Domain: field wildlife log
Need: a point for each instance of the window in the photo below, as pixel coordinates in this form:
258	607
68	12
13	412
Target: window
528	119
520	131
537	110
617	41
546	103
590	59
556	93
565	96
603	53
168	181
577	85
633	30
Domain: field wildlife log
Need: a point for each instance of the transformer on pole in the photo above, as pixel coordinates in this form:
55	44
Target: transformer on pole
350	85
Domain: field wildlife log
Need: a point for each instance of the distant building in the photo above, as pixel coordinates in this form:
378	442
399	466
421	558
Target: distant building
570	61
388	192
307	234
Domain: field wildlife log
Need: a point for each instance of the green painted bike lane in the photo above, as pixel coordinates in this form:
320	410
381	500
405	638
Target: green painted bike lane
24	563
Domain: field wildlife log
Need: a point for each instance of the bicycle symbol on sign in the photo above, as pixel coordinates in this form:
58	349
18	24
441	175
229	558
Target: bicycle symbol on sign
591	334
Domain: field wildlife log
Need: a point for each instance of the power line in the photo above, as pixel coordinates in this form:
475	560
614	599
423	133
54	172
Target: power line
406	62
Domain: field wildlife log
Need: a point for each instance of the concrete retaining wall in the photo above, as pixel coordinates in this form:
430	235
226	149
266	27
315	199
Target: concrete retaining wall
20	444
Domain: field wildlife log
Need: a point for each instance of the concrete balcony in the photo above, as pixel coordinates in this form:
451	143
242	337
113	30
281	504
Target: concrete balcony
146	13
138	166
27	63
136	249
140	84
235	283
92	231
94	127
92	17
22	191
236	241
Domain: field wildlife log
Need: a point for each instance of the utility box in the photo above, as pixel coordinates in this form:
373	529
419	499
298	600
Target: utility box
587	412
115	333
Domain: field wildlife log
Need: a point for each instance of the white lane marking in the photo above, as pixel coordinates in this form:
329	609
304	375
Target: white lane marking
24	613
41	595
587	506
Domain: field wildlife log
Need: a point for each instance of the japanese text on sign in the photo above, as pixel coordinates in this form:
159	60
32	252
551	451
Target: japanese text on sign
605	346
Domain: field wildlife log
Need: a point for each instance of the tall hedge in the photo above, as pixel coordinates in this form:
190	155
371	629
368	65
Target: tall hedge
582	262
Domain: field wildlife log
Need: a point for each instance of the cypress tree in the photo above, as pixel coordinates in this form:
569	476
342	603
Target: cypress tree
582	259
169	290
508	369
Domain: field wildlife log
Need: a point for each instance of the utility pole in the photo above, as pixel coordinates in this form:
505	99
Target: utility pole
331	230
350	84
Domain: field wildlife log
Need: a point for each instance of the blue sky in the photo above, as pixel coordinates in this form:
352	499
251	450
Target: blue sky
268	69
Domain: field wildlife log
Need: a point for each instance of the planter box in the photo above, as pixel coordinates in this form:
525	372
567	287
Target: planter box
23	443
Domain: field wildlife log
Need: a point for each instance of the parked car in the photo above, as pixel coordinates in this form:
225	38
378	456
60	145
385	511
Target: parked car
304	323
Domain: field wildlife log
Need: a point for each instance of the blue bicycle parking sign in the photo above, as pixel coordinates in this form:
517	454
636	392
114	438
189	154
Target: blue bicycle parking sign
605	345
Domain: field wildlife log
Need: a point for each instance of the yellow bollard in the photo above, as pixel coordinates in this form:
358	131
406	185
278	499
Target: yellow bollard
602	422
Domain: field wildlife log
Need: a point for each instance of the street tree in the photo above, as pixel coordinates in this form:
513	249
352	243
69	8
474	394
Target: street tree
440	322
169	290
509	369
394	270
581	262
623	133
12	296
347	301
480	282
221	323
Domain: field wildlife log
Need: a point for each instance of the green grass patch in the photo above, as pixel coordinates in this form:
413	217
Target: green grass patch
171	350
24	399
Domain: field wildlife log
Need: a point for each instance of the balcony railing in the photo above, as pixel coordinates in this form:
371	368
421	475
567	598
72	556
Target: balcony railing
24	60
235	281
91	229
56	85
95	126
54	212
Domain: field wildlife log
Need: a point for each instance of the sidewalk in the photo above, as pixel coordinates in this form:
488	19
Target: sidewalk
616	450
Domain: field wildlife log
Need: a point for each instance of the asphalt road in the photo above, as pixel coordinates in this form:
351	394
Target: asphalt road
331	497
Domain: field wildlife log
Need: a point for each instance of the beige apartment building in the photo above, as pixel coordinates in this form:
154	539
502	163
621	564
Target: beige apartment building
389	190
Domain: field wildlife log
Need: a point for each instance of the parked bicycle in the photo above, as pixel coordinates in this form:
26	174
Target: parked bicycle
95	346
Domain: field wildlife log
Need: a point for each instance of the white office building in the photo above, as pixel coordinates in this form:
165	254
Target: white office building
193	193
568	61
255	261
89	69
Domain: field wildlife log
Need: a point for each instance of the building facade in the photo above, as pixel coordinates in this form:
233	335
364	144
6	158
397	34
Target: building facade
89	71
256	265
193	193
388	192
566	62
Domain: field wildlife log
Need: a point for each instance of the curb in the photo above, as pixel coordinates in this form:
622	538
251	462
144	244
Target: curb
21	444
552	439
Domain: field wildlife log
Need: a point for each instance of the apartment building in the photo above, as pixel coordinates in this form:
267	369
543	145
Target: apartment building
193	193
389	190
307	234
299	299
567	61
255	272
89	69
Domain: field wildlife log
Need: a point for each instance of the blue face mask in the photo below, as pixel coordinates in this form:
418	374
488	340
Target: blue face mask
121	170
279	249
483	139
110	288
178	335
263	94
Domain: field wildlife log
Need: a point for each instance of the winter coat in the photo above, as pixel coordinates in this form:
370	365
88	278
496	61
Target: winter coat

#### Description de la tâche:
Indiquez combien de lignes des données ci-dessus contiennent le mot « cypress », en donnant uniquement ce nombre.

#### Réponse proposée:
2